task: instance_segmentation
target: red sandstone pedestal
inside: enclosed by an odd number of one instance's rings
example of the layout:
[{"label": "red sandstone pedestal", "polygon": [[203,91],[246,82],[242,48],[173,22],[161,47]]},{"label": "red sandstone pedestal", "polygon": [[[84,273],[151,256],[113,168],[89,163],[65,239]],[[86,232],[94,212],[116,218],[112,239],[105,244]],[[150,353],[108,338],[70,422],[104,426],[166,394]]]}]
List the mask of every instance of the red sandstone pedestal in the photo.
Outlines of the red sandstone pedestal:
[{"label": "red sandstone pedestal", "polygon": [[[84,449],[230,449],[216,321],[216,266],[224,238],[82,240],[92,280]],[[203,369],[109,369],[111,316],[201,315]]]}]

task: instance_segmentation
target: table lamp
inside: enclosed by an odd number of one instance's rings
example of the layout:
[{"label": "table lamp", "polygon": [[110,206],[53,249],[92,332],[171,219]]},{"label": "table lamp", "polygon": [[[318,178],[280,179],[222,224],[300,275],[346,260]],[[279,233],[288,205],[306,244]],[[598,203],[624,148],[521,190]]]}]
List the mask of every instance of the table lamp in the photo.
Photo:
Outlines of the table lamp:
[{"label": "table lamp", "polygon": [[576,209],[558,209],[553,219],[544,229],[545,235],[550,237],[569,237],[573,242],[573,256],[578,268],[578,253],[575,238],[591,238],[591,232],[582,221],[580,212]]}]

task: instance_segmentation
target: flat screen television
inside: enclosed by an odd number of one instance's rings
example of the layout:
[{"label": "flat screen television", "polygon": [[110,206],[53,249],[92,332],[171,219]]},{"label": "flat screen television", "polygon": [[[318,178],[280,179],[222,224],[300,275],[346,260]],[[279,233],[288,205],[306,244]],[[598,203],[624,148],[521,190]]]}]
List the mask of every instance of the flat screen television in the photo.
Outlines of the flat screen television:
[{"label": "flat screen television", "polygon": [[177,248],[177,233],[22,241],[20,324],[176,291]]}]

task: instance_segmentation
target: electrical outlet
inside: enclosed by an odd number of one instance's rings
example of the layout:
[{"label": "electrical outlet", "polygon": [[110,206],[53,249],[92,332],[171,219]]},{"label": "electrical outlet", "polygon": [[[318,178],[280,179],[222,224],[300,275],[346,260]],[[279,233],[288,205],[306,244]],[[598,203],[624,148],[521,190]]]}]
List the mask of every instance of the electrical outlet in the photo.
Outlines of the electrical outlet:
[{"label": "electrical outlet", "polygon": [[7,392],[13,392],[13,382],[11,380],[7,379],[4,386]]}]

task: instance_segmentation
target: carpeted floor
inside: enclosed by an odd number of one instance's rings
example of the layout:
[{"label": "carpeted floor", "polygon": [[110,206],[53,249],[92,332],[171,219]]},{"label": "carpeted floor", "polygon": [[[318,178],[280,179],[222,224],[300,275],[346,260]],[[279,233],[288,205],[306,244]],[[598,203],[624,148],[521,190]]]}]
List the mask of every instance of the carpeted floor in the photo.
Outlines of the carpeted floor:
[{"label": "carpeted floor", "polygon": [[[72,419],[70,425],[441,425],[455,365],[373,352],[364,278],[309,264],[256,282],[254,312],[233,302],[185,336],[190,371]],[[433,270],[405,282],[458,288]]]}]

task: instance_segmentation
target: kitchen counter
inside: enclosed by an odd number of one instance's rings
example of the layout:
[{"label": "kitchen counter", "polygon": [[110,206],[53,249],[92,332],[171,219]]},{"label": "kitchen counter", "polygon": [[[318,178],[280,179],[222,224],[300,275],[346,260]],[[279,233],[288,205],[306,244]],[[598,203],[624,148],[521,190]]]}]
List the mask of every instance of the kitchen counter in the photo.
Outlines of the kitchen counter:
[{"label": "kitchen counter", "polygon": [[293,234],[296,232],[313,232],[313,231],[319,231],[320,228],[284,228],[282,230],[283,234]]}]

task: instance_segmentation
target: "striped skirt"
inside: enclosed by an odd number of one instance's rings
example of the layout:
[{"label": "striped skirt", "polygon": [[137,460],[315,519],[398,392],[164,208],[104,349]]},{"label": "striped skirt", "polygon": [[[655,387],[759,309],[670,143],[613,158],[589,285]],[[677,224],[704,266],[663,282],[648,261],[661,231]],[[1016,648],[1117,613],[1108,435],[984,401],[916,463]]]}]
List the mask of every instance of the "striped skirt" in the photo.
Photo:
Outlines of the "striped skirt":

- - -

### About this task
Write out the full listing without altering anything.

### Solution for this task
task: instance_segmentation
target: red sandstone pedestal
inside: enclosed by an odd number of one instance's rings
example of the layout:
[{"label": "red sandstone pedestal", "polygon": [[203,91],[246,82],[242,48],[173,22],[161,47]]},{"label": "red sandstone pedestal", "polygon": [[[84,273],[151,256],[113,168],[89,163],[65,239]],[[86,232],[94,212],[116,218],[112,239],[105,244]],[[150,353],[108,338],[70,422],[104,426],[166,394]]]}]
List the mask of every instance of the red sandstone pedestal in the photo.
Outlines of the red sandstone pedestal:
[{"label": "red sandstone pedestal", "polygon": [[[84,449],[230,449],[216,321],[216,266],[224,238],[82,240],[92,280]],[[203,369],[109,369],[111,316],[201,315]]]}]

task: instance_segmentation
target: table lamp
inside: enclosed by an odd number of one instance's rings
example of the layout:
[{"label": "table lamp", "polygon": [[110,206],[53,249],[92,332],[171,219]]},{"label": "table lamp", "polygon": [[[318,178],[280,179],[222,224],[300,275],[346,260]],[[279,233],[288,205],[306,244]],[[598,203],[624,148],[521,190]]]}]
List the mask of every instance of the table lamp in the photo.
Photo:
Outlines of the table lamp:
[{"label": "table lamp", "polygon": [[576,209],[558,209],[553,219],[544,229],[545,235],[550,237],[569,237],[573,242],[573,256],[578,268],[578,253],[575,238],[591,238],[591,232],[582,221],[580,212]]}]

task: instance_segmentation
target: flat screen television
inside: enclosed by an odd number of one instance's rings
example of the layout:
[{"label": "flat screen television", "polygon": [[110,206],[53,249],[92,332],[171,219]]},{"label": "flat screen television", "polygon": [[[318,178],[280,179],[222,224],[300,275],[346,260]],[[279,233],[288,205],[306,244]],[[598,203],[624,148],[521,190]]]}]
List the mask of every instance of the flat screen television in the photo.
Outlines of the flat screen television:
[{"label": "flat screen television", "polygon": [[177,248],[177,233],[22,241],[20,324],[176,291]]}]

task: instance_segmentation
target: electrical outlet
inside: enclosed by an odd number of one instance's rings
example of the layout:
[{"label": "electrical outlet", "polygon": [[110,206],[53,249],[92,332],[171,219]]},{"label": "electrical outlet", "polygon": [[[318,178],[280,179],[222,224],[300,275],[346,260]],[[279,233],[288,205],[306,244]],[[598,203],[624,148],[521,190]]]}]
List the mask of every instance of the electrical outlet in the photo.
Outlines of the electrical outlet:
[{"label": "electrical outlet", "polygon": [[7,392],[13,392],[13,382],[11,380],[7,379],[4,386]]}]

task: instance_segmentation
target: carpeted floor
inside: enclosed by an odd number of one instance's rings
example of the layout:
[{"label": "carpeted floor", "polygon": [[110,206],[53,249],[92,332],[171,219]]},{"label": "carpeted floor", "polygon": [[[318,178],[280,179],[222,224],[300,275],[346,260]],[[279,233],[288,205],[306,244]],[[598,203],[624,148],[521,190]]]}]
List the mask of every instance of the carpeted floor in the photo.
Outlines of the carpeted floor:
[{"label": "carpeted floor", "polygon": [[[72,419],[70,425],[441,425],[455,365],[373,352],[364,278],[309,264],[256,282],[254,312],[233,302],[185,336],[190,371]],[[433,270],[405,282],[458,288]]]}]

task: instance_segmentation
target: kitchen counter
inside: enclosed by an odd number of one instance's rings
example of the layout:
[{"label": "kitchen counter", "polygon": [[110,206],[53,249],[92,332],[171,219]]},{"label": "kitchen counter", "polygon": [[[318,178],[280,179],[222,224],[300,275],[346,260]],[[279,233],[288,205],[306,244]],[[598,203],[624,148],[521,190]]]}]
List the mask of every instance of the kitchen counter in the photo.
Outlines of the kitchen counter:
[{"label": "kitchen counter", "polygon": [[293,234],[296,232],[313,232],[313,231],[319,231],[320,228],[284,228],[282,230],[283,234]]}]

task: instance_segmentation
target: "striped skirt"
inside: enclosed by an odd number of one instance's rings
example of the layout:
[{"label": "striped skirt", "polygon": [[137,460],[315,519],[398,392],[164,208],[104,349]]},{"label": "striped skirt", "polygon": [[[655,387],[759,309],[670,143],[613,158],[589,285]],[[677,224],[704,266],[663,282],[648,261],[661,231]],[[1016,648],[1117,613],[1108,435],[984,401],[916,463]]]}]
List the mask of every instance of the "striped skirt" in the photo.
Photo:
Outlines of the "striped skirt":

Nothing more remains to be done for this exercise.